• _Object point labels_

★ ★ ★ ★ ★ ★ ★

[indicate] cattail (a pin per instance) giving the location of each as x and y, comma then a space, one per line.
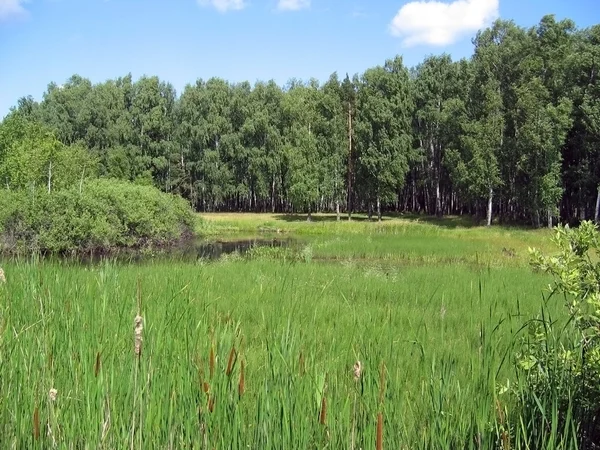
301, 365
357, 370
241, 384
97, 365
36, 423
139, 327
381, 382
379, 438
500, 412
211, 362
232, 358
323, 414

★ ★ ★ ★ ★ ★ ★

• _WHAT IS NEEDED_
Please edit the records so that "cattail" is replaced by "bulrush" and all else stays unchanged, leaving the pictures out of your answer.

• _REPLY_
[indicate] bulrush (a pin per instance) giving the location of each as x and y, comma then a space, one per line.
301, 365
357, 370
241, 384
97, 365
36, 423
139, 327
381, 382
379, 438
500, 412
211, 362
232, 358
323, 414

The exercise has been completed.